____ Supplied information

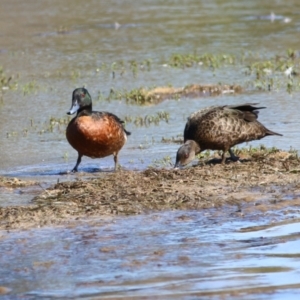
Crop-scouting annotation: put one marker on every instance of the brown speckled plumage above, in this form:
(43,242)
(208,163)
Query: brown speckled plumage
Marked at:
(220,128)
(91,133)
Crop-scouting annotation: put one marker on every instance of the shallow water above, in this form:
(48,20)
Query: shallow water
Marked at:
(52,47)
(171,255)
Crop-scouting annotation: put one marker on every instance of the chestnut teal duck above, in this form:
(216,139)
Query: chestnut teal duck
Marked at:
(220,128)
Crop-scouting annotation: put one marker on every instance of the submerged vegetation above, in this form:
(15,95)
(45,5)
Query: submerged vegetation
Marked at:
(209,185)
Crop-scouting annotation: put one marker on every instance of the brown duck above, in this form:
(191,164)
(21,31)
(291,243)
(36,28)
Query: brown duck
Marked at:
(220,128)
(93,133)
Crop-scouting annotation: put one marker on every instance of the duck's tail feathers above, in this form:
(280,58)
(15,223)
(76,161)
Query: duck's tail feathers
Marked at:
(269,132)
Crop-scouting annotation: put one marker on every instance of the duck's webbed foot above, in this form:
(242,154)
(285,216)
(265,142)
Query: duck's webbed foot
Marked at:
(232,156)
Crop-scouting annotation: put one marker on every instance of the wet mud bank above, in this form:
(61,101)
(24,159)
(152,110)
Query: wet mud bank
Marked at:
(261,181)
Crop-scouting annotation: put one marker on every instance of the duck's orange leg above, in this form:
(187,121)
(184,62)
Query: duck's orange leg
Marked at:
(77,163)
(116,160)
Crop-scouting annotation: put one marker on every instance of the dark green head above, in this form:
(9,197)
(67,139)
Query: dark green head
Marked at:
(81,100)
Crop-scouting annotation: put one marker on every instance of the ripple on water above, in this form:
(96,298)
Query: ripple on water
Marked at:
(173,254)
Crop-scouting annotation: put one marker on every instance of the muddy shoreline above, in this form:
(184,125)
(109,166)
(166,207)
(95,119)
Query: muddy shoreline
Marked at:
(261,181)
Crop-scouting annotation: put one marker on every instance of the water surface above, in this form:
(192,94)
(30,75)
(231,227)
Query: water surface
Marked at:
(52,47)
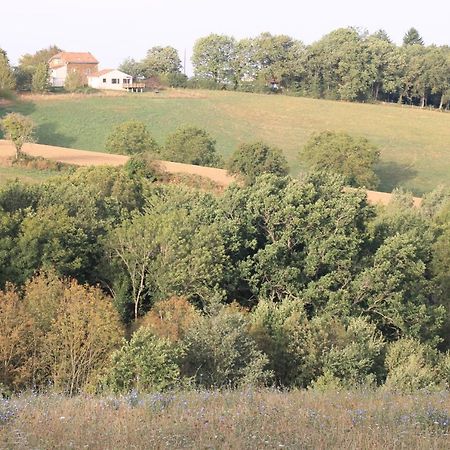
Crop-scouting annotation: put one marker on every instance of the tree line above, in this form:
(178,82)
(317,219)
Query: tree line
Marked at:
(112,280)
(346,64)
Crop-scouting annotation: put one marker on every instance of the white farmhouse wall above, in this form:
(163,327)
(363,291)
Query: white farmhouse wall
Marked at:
(114,79)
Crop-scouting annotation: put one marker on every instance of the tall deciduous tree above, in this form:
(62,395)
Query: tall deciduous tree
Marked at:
(161,60)
(40,80)
(18,129)
(213,58)
(251,160)
(7,79)
(130,138)
(191,145)
(412,37)
(352,157)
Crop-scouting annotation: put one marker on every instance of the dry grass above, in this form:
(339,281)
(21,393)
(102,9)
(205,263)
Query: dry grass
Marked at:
(414,143)
(232,420)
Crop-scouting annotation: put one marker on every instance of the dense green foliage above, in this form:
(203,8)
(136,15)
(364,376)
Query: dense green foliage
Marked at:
(30,74)
(252,160)
(352,157)
(40,79)
(344,64)
(18,129)
(131,137)
(191,145)
(329,292)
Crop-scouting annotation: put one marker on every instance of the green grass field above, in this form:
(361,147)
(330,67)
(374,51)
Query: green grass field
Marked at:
(8,174)
(414,143)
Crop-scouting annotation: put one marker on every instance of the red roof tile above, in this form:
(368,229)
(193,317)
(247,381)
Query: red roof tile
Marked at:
(75,57)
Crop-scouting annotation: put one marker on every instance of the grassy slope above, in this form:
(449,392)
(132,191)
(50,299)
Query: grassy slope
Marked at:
(415,144)
(244,419)
(8,174)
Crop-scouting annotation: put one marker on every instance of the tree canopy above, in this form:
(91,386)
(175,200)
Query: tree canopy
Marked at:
(251,160)
(130,138)
(352,157)
(191,145)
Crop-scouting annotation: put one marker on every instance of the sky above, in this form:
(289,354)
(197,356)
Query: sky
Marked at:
(113,30)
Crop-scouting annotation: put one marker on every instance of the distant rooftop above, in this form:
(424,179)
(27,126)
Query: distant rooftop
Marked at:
(75,57)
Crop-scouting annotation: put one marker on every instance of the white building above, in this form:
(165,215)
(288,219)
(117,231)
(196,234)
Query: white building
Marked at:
(110,79)
(63,63)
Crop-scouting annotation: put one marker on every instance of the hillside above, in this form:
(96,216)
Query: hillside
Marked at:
(414,143)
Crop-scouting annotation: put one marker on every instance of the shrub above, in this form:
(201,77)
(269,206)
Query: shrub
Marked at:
(146,363)
(82,337)
(15,341)
(411,365)
(352,359)
(221,352)
(285,335)
(143,165)
(192,145)
(352,157)
(74,81)
(171,318)
(130,138)
(18,129)
(251,160)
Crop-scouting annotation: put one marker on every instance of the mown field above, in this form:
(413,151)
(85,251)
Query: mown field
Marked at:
(245,419)
(8,174)
(414,143)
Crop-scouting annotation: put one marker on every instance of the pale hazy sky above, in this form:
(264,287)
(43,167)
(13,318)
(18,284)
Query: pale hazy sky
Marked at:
(115,29)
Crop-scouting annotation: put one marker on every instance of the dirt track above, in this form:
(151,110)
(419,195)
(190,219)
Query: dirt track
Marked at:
(88,158)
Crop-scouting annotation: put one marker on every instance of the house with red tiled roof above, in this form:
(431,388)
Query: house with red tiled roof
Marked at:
(110,79)
(63,63)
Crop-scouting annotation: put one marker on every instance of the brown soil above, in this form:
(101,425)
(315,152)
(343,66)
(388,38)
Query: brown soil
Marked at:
(88,158)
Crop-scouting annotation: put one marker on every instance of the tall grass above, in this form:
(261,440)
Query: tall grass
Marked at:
(228,419)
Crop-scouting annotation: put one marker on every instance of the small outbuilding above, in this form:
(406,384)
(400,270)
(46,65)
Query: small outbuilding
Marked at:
(110,79)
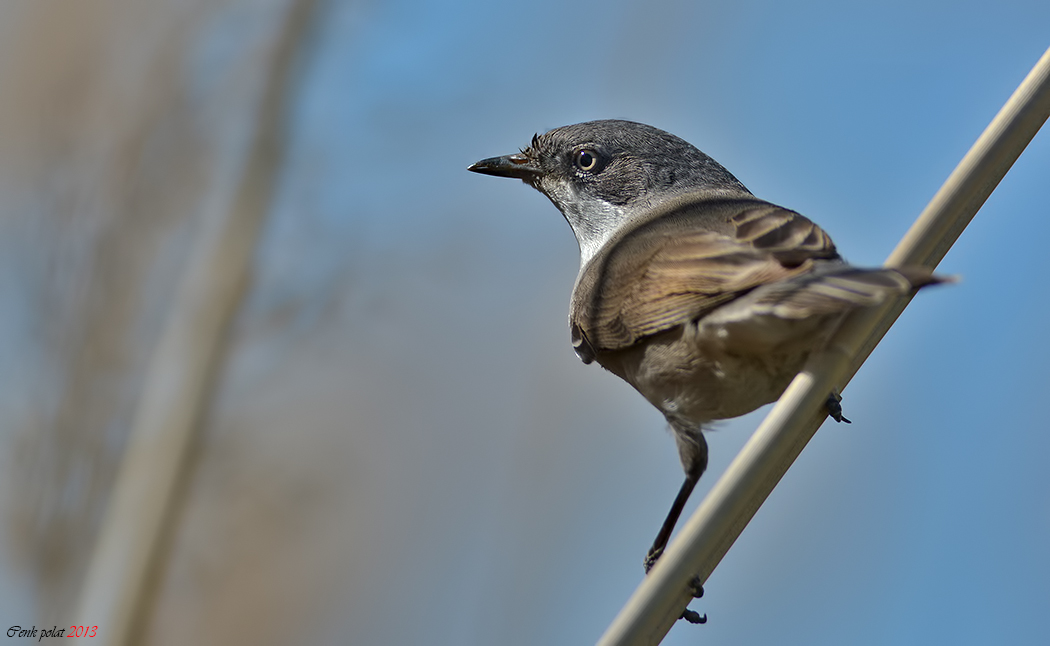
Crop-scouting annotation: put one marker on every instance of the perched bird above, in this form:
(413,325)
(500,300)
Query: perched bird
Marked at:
(705,298)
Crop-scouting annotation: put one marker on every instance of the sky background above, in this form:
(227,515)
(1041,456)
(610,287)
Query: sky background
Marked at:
(478,484)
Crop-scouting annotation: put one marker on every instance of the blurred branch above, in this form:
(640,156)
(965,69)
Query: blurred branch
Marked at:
(184,367)
(720,518)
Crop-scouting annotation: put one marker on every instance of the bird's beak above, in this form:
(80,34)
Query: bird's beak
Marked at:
(517,165)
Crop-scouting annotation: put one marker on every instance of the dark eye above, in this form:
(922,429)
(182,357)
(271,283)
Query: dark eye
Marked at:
(586,159)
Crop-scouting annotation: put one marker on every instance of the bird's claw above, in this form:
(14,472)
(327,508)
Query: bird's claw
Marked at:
(693,617)
(835,408)
(651,558)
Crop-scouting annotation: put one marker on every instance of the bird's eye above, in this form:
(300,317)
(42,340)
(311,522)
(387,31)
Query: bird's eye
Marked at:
(586,159)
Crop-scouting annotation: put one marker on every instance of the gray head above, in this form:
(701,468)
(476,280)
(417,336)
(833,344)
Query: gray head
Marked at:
(602,173)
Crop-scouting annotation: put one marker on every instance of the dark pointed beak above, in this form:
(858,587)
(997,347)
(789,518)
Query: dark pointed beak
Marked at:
(517,165)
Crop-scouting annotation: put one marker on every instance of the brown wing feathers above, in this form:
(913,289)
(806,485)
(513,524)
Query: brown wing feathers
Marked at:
(668,272)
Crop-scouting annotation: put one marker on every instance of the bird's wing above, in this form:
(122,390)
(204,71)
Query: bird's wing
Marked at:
(686,262)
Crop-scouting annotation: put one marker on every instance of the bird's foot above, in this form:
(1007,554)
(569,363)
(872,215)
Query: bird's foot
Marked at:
(651,558)
(695,588)
(834,405)
(693,617)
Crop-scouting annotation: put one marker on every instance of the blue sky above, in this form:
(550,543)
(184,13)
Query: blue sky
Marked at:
(504,493)
(924,522)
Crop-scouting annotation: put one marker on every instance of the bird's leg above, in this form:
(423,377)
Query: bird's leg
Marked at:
(835,408)
(693,450)
(669,522)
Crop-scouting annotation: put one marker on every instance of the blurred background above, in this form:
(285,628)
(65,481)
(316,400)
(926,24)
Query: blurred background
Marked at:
(398,444)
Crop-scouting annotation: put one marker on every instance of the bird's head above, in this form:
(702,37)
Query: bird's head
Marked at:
(603,173)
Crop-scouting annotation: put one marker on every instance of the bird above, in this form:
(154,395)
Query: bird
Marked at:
(705,298)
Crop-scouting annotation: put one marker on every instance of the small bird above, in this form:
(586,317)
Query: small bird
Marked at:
(705,298)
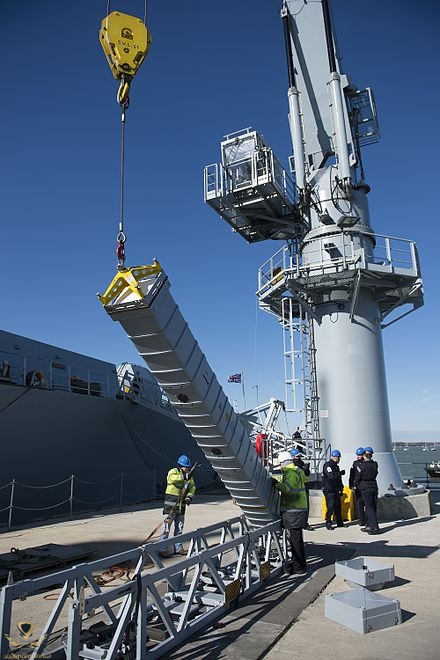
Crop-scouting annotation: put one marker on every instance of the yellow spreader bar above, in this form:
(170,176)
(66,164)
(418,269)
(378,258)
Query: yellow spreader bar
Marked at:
(128,279)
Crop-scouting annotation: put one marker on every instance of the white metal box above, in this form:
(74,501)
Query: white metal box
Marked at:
(363,611)
(364,572)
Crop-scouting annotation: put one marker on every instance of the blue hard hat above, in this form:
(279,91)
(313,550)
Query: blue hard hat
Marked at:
(184,461)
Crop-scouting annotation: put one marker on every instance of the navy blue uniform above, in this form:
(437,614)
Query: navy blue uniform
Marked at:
(333,488)
(360,506)
(365,482)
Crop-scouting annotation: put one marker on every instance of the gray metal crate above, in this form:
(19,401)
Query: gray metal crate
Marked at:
(364,572)
(363,611)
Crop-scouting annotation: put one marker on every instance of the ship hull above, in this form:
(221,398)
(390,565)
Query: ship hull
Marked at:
(65,453)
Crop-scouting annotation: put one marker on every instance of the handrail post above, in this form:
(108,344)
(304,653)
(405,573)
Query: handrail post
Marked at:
(121,491)
(72,477)
(11,503)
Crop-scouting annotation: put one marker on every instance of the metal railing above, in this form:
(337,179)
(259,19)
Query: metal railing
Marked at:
(390,255)
(73,496)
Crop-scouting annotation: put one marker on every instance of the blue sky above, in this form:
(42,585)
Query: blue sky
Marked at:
(213,68)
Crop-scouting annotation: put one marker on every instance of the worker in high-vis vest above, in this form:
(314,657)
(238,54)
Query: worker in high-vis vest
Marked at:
(294,511)
(179,494)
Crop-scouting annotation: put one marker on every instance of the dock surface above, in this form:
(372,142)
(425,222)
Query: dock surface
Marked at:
(287,617)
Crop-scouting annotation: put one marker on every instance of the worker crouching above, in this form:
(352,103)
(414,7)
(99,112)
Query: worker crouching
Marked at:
(293,511)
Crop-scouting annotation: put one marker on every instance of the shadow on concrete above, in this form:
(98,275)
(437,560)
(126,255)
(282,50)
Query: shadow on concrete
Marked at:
(406,615)
(397,582)
(380,548)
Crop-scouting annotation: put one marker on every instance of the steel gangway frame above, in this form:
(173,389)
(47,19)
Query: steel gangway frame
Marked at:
(142,618)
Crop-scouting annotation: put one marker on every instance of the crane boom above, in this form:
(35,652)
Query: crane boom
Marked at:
(140,299)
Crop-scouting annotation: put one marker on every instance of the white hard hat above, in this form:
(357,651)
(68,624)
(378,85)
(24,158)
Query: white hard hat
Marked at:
(284,456)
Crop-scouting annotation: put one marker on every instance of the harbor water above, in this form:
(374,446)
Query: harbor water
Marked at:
(413,459)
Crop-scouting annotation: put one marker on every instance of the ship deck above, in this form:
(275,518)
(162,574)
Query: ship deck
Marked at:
(287,616)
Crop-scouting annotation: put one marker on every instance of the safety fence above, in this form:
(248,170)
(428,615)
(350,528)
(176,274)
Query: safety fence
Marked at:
(23,503)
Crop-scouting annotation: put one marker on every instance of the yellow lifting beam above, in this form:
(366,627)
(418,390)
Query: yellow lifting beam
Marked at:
(128,280)
(125,40)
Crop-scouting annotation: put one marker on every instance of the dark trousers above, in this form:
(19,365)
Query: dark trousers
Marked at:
(369,497)
(333,503)
(297,549)
(360,506)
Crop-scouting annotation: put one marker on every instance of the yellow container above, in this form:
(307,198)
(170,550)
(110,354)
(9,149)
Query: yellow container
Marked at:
(348,505)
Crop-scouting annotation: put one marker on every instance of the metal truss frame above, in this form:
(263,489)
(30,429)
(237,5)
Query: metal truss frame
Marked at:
(156,609)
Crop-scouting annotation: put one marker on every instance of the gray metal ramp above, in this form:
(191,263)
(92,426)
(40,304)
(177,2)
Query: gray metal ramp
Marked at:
(141,301)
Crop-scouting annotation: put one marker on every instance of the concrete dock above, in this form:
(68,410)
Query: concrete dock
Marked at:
(287,617)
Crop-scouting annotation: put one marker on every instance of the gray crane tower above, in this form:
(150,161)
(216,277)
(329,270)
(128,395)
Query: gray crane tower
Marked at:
(335,283)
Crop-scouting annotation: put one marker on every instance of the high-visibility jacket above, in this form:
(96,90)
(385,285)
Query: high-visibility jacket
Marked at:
(293,488)
(177,490)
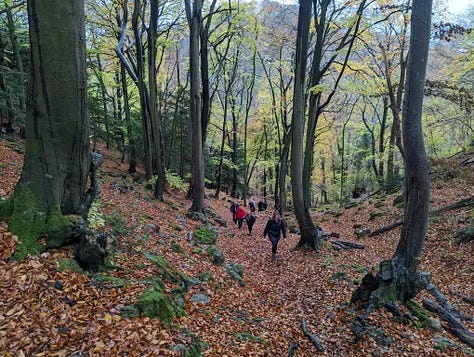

________

→ **Prompt**
Where the line with "of the concrete" appears, begin there and transcribe exactly through the last line of the data, leaving all pictures aside.

→ **Output of the exercise**
Crop-scouting annotation: put one marker on every instance of the concrete dock above, in this form:
(68,410)
Query: concrete dock
Marked at:
(287,617)
Crop-scouting annotation: put one marker on every instance of the gray crane tower above, in this form:
(150,161)
(216,277)
(329,270)
(128,395)
Query: gray crane tower
Marked at:
(335,283)
Crop-scouting annotation: put one marker on every instance of the high-visibility jacket above, in this form:
(96,90)
(385,285)
Query: high-visibility jacket
Marked at:
(293,488)
(177,490)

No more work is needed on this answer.